**Work order**
An exact copy of every record is required.

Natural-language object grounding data
┌────────
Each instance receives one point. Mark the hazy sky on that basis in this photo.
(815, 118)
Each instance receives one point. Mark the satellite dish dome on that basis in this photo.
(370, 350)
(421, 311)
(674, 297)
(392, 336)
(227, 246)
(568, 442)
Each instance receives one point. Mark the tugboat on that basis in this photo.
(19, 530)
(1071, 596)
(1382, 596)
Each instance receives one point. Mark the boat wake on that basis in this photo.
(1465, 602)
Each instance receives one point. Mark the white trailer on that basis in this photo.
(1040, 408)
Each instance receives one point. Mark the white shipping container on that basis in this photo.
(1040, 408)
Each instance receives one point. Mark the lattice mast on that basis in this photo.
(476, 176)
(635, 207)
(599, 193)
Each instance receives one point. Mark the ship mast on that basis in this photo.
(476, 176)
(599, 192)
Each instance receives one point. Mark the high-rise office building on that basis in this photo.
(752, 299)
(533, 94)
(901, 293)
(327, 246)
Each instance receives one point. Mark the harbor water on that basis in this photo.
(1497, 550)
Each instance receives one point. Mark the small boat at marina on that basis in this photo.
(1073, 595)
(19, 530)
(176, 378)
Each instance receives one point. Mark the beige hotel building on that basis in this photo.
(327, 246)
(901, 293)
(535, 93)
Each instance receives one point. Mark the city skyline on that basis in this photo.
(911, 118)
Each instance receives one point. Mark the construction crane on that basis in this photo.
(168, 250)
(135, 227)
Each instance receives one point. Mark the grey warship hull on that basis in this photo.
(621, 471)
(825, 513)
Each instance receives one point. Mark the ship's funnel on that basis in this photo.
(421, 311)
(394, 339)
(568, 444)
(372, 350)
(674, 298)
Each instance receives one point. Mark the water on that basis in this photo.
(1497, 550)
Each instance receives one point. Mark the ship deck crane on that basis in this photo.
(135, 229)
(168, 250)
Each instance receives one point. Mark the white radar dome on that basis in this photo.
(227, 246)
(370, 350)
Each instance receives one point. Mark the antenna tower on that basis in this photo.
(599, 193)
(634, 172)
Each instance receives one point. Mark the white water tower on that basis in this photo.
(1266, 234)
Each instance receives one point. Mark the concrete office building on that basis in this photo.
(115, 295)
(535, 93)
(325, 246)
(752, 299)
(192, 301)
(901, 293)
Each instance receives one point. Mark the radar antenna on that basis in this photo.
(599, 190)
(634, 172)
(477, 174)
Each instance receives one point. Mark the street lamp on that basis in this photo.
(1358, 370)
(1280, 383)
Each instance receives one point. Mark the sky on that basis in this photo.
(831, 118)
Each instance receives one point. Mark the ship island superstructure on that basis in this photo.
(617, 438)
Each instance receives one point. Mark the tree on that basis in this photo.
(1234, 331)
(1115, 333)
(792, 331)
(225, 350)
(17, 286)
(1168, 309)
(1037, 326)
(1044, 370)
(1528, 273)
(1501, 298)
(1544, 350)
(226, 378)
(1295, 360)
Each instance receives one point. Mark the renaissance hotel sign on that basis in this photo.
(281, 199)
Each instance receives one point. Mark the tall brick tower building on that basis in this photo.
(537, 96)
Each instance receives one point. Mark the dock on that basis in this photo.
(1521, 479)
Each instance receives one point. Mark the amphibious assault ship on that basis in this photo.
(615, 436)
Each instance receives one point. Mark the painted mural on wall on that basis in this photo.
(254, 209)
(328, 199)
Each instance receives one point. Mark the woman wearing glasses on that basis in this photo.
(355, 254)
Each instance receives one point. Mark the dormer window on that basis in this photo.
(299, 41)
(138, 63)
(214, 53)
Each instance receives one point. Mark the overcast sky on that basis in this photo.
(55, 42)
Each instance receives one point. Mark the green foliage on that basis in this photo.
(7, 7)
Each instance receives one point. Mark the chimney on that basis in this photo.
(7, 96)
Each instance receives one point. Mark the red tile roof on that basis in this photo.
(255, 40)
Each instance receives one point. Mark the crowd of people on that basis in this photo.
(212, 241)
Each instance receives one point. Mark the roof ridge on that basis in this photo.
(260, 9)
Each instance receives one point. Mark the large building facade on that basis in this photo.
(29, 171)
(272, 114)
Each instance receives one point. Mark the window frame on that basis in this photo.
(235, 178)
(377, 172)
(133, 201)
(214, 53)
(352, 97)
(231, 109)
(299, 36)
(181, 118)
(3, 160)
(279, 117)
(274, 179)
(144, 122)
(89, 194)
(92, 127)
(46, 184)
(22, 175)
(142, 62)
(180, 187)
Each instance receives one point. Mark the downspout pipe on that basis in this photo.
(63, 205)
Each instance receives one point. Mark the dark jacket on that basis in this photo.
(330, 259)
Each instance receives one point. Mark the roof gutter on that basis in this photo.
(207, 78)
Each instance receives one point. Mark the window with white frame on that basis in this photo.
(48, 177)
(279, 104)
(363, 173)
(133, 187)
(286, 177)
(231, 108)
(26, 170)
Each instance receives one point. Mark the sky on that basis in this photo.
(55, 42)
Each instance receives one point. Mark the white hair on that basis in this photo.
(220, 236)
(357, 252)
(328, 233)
└────────
**Answer to this exercise**
Each instance receives one point. Mark the hazy sky on that basis in this photo.
(815, 118)
Each instance receives one point. Mark the satellite dish dome on that basis in this photo.
(370, 350)
(421, 311)
(674, 297)
(392, 336)
(227, 246)
(568, 442)
Each instance receives one point. Mark the tugboat on that basis in this photo.
(19, 530)
(1071, 596)
(1382, 596)
Each instance receives one point. Mark the boat wake on that basis in this photo.
(1465, 602)
Each instance receives one point. Mark the white trailer on that basis in this photo.
(1040, 408)
Each instance receives one point. Mark the white shipping container on that basis in this photo.
(1040, 408)
Each instance receives one point. Mark the lattice mast on that basis in this photo.
(476, 176)
(635, 207)
(599, 193)
Each instance receives one point. Mark the ship mast on that basis in this photo.
(476, 176)
(599, 192)
Each instance receives one point. Mark the high-rise office building on that basis in this photo.
(752, 299)
(533, 94)
(901, 293)
(327, 246)
Each instance receives one point. Mark the harbor water on that basis in this photo.
(1497, 550)
Each instance receives one point. Mark the small boat at marina on that basis in this photo.
(1073, 595)
(19, 530)
(176, 378)
Each instance receives one point. Mark the beige hotel building on that basis in this photo.
(327, 246)
(901, 293)
(535, 93)
Each instance receives one point. Mark the city skyline on that basis in this photo.
(911, 118)
Each instance receives one point. Mark the construction crane on that basis in this photo.
(168, 250)
(135, 227)
Each instance receives one point. Mark the grey warship hull on that basis in this photo.
(621, 471)
(825, 513)
Each instance receives one point. Mark the ship's funnel on that basis in this photo.
(421, 311)
(394, 339)
(568, 444)
(372, 350)
(674, 298)
Each instance receives one point. Mark the water on that basis in this photo.
(1497, 550)
Each instance receives one point. Mark the ship deck crane on that basis in this photo.
(135, 229)
(168, 250)
Each instance receives one point. Mark the white radar dome on that basis in this photo.
(227, 246)
(370, 350)
Each instance receives one point. Mark the antenna tower on that basis in this photo.
(599, 193)
(634, 172)
Each instance receives one point. Mark the white water tower on that basis in this photo.
(1266, 234)
Each instance receives one point. Mark the concrete office building on that basis in this photo.
(115, 295)
(535, 93)
(325, 246)
(752, 299)
(192, 301)
(901, 293)
Each instance receives one point. Mark the radar antenna on that basis in this photo.
(599, 190)
(634, 172)
(477, 174)
Each instance receives one point. Mark the street lamp on that basis in this photo.
(1358, 370)
(1280, 383)
Each instance receives one point. Mark the sky on that basis in this photo.
(831, 118)
Each instance receives one point. Mark the ship island superstructure on that basis in this photo.
(617, 438)
Each instance receives one point. Mark the tree on that basis in this photo.
(1234, 331)
(1115, 333)
(792, 331)
(225, 350)
(17, 286)
(1168, 309)
(1037, 326)
(1044, 370)
(1528, 273)
(1501, 298)
(1544, 350)
(226, 378)
(1295, 360)
Each instance receives one point. Mark the renaissance hotel sign on that basis in this photo.
(281, 199)
Each instance receives one point. Mark the tall brick tower building on that basis in this photo.
(537, 96)
Each instance receives one point. Mark the dock on that basis in this photo.
(1521, 479)
Each instance receives one point. Mark the amphibious assault ship on that basis in this photo.
(615, 436)
Each instance receives one point. Mark the painted mural on wall on that basis in this photo.
(254, 209)
(328, 199)
Each instance receives one point. Mark the woman wearing glasses on that basis in this photo.
(355, 254)
Each instance receives one point. Mark the dormer window on that basis in this photo.
(299, 41)
(138, 63)
(214, 53)
Each instance receives one point. Mark the overcast sky on that basis in this photo.
(55, 42)
Each instance receives one point. Mark the green foliage on that basis in this photo.
(7, 7)
Each instance receives one point. Mark the chimney on that basis in this photo.
(7, 96)
Each instance receives one point. Mark the red tile roof on that basis in this photo.
(255, 40)
Each instance receives one point. Mark the crowd of people on that basis in this photo.
(212, 241)
Each instance receives one point. Mark the roof ridge on that basis in this photo.
(260, 9)
Each instance receives one point. Mark the large building facade on that basis in this photo.
(29, 171)
(272, 114)
Each instance receives one point. Mark the window frame on that basis in this photo.
(235, 178)
(377, 172)
(133, 201)
(214, 53)
(352, 97)
(231, 109)
(299, 36)
(181, 118)
(3, 160)
(279, 117)
(274, 179)
(144, 122)
(89, 194)
(92, 127)
(46, 184)
(22, 175)
(142, 62)
(180, 187)
Each instance receives one point. Mark the downspout pipe on that basis in this photo.
(63, 205)
Each instance receives one point. Mark the dark jacket on that basis in this photo.
(330, 259)
Each instance receives one point. Mark the roof gutter on that basis in this photo.
(207, 78)
Each instance receives one point. Mark the window with white frame on that basis in this photo.
(48, 177)
(279, 104)
(363, 173)
(133, 187)
(286, 177)
(231, 108)
(26, 170)
Each instance receives one point. Mark the sky on that basis in this photo.
(55, 42)
Each instance receives one point. Mark the white hair on that basis in this photo.
(220, 236)
(357, 252)
(328, 233)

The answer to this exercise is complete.